Requirements - State how many rows below contain the string "instance", giving only the number.

[start of Supplied entries]

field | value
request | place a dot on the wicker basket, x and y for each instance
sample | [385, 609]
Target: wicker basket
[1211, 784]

[end of Supplied entries]
[start of Supplied entries]

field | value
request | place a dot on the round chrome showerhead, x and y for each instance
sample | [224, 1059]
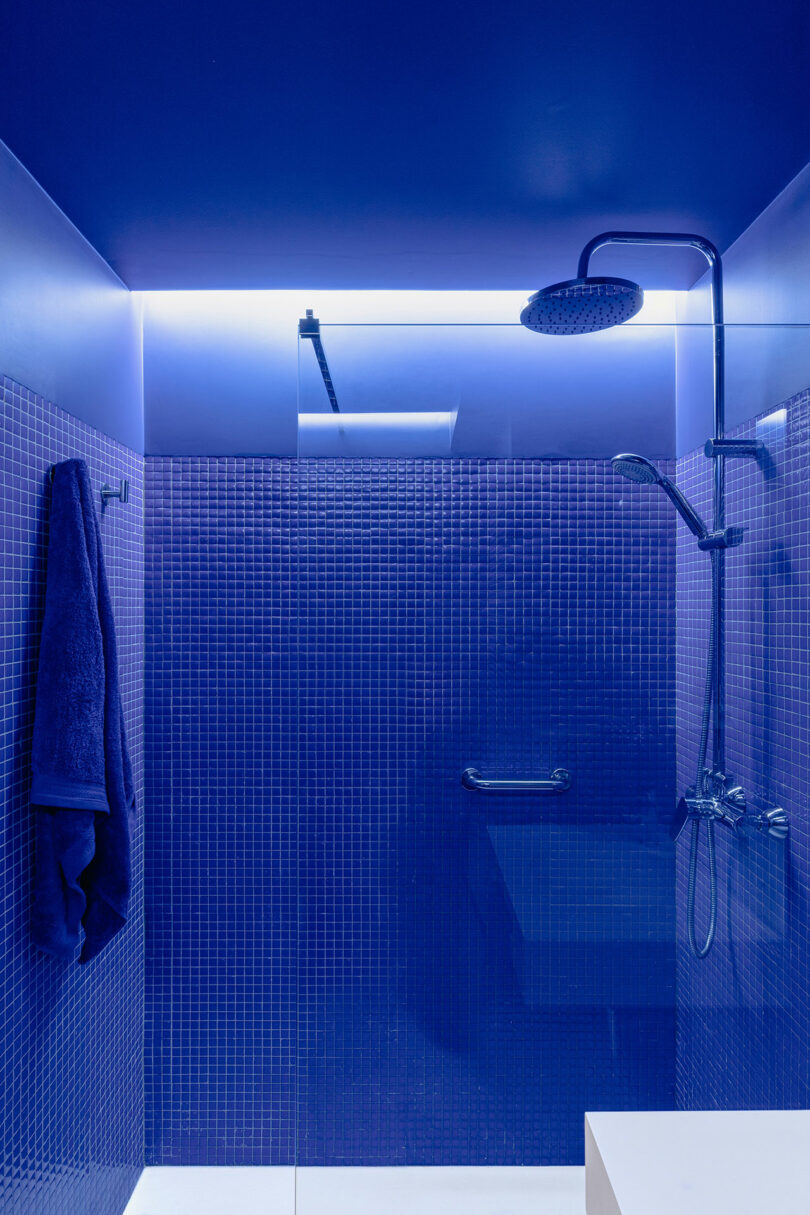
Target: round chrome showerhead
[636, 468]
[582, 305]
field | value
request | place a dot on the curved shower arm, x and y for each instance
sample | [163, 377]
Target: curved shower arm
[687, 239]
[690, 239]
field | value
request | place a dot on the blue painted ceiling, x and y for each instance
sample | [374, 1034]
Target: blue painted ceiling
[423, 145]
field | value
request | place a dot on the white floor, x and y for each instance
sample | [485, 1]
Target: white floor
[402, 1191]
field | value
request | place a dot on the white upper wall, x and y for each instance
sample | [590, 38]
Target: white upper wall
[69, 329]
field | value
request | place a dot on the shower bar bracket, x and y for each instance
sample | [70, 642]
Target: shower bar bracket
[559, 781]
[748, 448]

[end of Supplied entries]

Answer - 7